(Collection entries)
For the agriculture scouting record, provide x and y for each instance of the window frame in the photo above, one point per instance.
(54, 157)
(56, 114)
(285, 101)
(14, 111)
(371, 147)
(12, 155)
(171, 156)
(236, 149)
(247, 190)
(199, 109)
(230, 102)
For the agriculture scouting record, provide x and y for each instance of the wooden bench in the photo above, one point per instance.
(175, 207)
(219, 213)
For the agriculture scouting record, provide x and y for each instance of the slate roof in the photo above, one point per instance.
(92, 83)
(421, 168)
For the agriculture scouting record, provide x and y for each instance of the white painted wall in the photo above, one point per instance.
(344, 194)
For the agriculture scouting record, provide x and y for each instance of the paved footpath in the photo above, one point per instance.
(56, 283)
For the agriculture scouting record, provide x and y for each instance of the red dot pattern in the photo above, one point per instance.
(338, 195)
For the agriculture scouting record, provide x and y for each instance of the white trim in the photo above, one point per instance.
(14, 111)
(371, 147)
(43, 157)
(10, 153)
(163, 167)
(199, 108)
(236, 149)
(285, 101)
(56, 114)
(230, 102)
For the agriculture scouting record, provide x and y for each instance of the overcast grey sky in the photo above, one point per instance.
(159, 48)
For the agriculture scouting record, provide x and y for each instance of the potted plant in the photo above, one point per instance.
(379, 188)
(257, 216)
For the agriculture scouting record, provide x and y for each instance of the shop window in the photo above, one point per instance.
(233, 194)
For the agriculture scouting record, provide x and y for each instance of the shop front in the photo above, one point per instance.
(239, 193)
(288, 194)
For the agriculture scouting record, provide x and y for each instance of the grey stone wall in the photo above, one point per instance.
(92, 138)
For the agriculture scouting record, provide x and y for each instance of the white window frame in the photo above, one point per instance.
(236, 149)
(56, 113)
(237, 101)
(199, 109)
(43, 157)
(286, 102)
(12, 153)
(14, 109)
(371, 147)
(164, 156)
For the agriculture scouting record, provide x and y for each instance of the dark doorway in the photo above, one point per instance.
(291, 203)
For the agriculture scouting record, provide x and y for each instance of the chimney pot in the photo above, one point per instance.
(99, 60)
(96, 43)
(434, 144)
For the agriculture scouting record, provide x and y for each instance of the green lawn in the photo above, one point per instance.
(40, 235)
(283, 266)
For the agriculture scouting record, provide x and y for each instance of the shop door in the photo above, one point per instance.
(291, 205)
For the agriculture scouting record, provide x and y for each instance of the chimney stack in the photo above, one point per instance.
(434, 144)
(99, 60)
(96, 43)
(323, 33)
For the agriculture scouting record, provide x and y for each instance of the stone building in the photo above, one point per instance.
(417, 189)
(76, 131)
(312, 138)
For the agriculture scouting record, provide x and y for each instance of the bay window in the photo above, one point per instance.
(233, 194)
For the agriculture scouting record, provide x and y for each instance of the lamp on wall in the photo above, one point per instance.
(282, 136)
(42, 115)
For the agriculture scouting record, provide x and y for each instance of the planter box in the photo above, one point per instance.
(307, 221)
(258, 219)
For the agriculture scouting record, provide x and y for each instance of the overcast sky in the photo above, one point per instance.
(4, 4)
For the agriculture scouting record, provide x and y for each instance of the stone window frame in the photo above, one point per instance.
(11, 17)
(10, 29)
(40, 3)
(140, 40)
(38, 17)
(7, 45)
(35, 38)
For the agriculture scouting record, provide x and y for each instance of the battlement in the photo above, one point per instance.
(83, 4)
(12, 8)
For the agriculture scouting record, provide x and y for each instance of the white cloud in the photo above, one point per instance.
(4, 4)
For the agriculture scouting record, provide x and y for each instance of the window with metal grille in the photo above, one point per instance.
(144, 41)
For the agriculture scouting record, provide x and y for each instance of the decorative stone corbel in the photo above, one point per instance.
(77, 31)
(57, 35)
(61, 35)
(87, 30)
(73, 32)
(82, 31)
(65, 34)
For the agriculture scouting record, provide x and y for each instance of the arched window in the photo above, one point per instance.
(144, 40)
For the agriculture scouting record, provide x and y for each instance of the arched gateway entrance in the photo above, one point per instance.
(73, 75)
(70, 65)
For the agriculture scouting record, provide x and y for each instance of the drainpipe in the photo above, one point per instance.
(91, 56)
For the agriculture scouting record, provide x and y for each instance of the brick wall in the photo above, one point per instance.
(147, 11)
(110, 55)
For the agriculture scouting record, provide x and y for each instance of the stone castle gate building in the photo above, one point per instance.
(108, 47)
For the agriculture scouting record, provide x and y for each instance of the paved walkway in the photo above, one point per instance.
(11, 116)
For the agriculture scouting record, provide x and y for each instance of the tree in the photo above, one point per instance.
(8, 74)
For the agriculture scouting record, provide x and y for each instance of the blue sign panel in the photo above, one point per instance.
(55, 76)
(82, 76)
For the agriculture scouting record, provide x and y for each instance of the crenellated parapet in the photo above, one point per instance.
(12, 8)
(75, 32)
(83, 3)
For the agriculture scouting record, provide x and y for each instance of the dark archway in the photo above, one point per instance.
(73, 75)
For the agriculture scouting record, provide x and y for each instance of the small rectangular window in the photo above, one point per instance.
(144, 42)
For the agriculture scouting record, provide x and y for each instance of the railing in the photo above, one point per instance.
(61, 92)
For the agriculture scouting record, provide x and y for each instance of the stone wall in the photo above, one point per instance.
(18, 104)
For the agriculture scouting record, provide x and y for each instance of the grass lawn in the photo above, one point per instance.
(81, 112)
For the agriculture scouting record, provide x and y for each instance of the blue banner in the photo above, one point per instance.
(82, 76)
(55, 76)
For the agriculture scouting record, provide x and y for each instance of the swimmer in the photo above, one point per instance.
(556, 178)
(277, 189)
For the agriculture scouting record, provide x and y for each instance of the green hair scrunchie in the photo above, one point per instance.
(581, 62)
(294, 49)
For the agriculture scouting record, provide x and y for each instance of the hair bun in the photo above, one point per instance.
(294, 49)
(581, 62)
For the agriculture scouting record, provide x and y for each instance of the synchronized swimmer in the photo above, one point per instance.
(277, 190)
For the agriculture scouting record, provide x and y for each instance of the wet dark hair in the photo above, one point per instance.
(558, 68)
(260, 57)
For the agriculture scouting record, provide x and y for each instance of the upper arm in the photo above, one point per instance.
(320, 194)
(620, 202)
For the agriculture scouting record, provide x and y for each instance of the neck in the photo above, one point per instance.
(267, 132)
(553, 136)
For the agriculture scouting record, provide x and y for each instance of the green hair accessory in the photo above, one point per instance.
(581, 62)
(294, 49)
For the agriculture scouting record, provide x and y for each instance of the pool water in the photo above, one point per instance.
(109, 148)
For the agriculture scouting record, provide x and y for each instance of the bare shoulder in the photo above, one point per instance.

TASK: Return all the lines above exactly as given.

YOUR SOLUTION:
For the agriculture scouting record, provide x and y for each instance of the window frame in the photo above, one point per instance.
(54, 157)
(56, 114)
(285, 101)
(14, 111)
(371, 147)
(12, 155)
(171, 156)
(236, 149)
(247, 190)
(199, 109)
(230, 102)
For the agriculture scouting record, provide x and y for each instance of the wooden bench in the photo above, one point per instance.
(175, 207)
(219, 213)
For the agriculture scouting record, provide x and y for each instance of the slate roof in the photo above, one point per instance.
(92, 83)
(421, 168)
For the agriculture scouting record, provide x and y for each instance of the white painted wall in the photo above, one point per instance.
(344, 194)
For the agriculture scouting record, provide x and y for each instance of the paved footpath in the photo above, one point per instance.
(56, 283)
For the agriculture scouting record, provide x and y for each instance of the red dot pattern in the photo above, one point per instance.
(338, 195)
For the agriculture scouting record, provide x and y for each instance of the white trim in the photo above, one point per instance.
(14, 111)
(371, 147)
(43, 157)
(10, 153)
(163, 167)
(199, 108)
(236, 149)
(285, 101)
(56, 114)
(230, 102)
For the agriculture scouting record, provide x and y for each instance of the overcast grey sky in the photo above, one point per instance.
(159, 48)
For the agriculture scouting record, provide x and y for each instance of the potted plant in the photo above, one point per instance.
(379, 188)
(257, 216)
For the agriculture scouting record, provide x and y for each instance of the shop window in the photo above, one point per instance.
(233, 194)
For the agriculture scouting record, provide x and y for each instance of the shop front in the photo above, one point per instance.
(239, 193)
(288, 194)
For the agriculture scouting record, provide x and y for each instance of the grey stone wall in the photo above, one point per instance.
(92, 138)
For the agriculture scouting record, provide x and y for each instance of the white window frame in the photo above, one point per instance.
(236, 149)
(56, 113)
(237, 101)
(199, 109)
(43, 157)
(286, 102)
(12, 153)
(14, 109)
(371, 147)
(164, 156)
For the agriculture scouting record, provide x and y for each instance of the dark doorway in the photo above, one point per instance.
(291, 203)
For the agriculture scouting record, provide x and y for each instance of the chimney pot in the photo above, one point per instance.
(99, 60)
(96, 43)
(434, 144)
For the agriculture scouting record, provide x and y for each instance of the green lawn in the photo above, one point per instance.
(40, 235)
(283, 266)
For the agriculture scouting record, provide x and y for each instance of the shop door in the photo above, one point per instance.
(291, 205)
For the agriculture scouting record, provide x and y for each instance of the chimney stack in the photo above, one point per instance.
(434, 144)
(99, 60)
(96, 43)
(323, 33)
For the agriculture scouting record, provide x and y for each instance of the stone building in the photo above, one point per instance.
(417, 189)
(76, 131)
(312, 138)
For the agriculture scouting record, provide x and y for each instance of the bay window in the photo above, one point per instance.
(233, 194)
For the agriculture scouting record, provide x and y for each instance of the lamp on wall in the photo above, one point per instance.
(282, 136)
(42, 115)
For the agriculture scouting record, provide x and y for each instance of the planter box in the photo above, one point per instance.
(307, 221)
(258, 219)
For the agriculture scouting record, provide x and y for each instance of the overcast sky in the photo above, one point per instance.
(4, 4)
For the agriculture scouting record, provide x and y for each instance of the stone window frame in the photo above, one point per instance.
(11, 17)
(10, 29)
(40, 3)
(140, 40)
(38, 17)
(7, 45)
(35, 38)
For the agriculture scouting record, provide x and y for each instance of the battlement in the photo above, one point per instance.
(83, 4)
(12, 8)
For the agriculture scouting record, provide x and y for each instance of the white cloud in the photo above, one point per instance.
(4, 4)
For the agriculture scouting record, provide x and y for each instance of the window with metal grille in the photo above, one point per instance.
(144, 41)
For the agriculture scouting record, provide x and y for each instance of the decorative stone corbel in the photo above, one point per instance.
(77, 31)
(57, 35)
(61, 35)
(87, 30)
(73, 32)
(82, 31)
(65, 34)
For the agriculture scouting record, provide x and y for each instance of the arched window in the photo above, one point per instance.
(144, 40)
For the agriculture scouting record, provide x and y for each instance of the arched gateway entrance in the photo above, one point per instance.
(73, 75)
(70, 65)
For the agriculture scouting record, provide x and y for each instance of the drainpipe in the photo above, one point per instance.
(91, 56)
For the agriculture scouting record, provide x and y for each instance of the brick wall in the photo above, one point per instance.
(147, 11)
(110, 55)
For the agriculture scouting record, provide x and y for each instance of the stone castle gate building in the photo above, one point per instance.
(108, 47)
For the agriculture scouting record, provide x and y for each instance of the paved walkway in the photo above, one point per instance.
(11, 116)
For the agriculture scouting record, provide x and y for each instance of the tree in the photo above, one point per instance.
(8, 74)
For the agriculture scouting record, provide x and y for each instance of the blue sign panel in the photo above, one point per instance.
(55, 76)
(82, 76)
For the agriculture scouting record, provide x and y for each instance of the crenellated parapet in the photo above, one point per instance.
(12, 8)
(75, 32)
(83, 3)
For the agriculture scouting record, provide x and y for each instance of the dark archway in the photo above, one point per instance.
(73, 75)
For the agriculture scouting record, provide x and y for each instance of the small rectangular window in the photo above, one point per instance.
(144, 42)
For the agriculture scouting record, provide x and y for each instance of the railing in the photo above, one point per instance.
(61, 92)
For the agriculture scouting record, provide x and y for each instance of the stone wall in the photo above, one point per instance.
(18, 104)
For the agriculture scouting record, provide x and y for each instance of the grass lawn in the photo above, one point per instance.
(81, 112)
For the agriculture scouting record, provide x and y for each instance of the blue banner in the photo above, one point per instance.
(82, 76)
(55, 76)
For the agriculture scouting record, provide x and y for each instance of the swimmer in the photo above, one point per instance.
(556, 178)
(277, 189)
For the agriculture scouting record, provide x and y for each instance of the green hair scrunchie in the photo above, one point per instance.
(581, 62)
(294, 49)
For the agriculture scouting record, provide x and y for each instance of the hair bun in the photo above, one point per instance.
(294, 49)
(581, 62)
For the agriculture scouting record, provide x and y for each instance of the synchronized swimmer in the photo above, one point per instance.
(277, 190)
For the agriculture scouting record, provide x and y for each instance of the wet dark hair in the photo above, one point per instance.
(558, 68)
(260, 57)
For the agriculture scouting record, provide x and y for each instance of the upper arm in the photo above, one point per instance.
(320, 194)
(620, 202)
For the agriculture scouting record, provide x and y for each instance of the neck in the photo above, one point per instance.
(267, 132)
(553, 136)
For the agriculture scouting record, provide x and y for each instance of the green hair accessory in the photo above, one point per instance.
(581, 62)
(294, 49)
For the agriculture scouting record, provide x and y for each instance of the pool water in the photo above, one point per instance.
(109, 148)
For the agriculture scouting record, provide x and y for each instance of the bare shoulder in the photo above, one point per instance.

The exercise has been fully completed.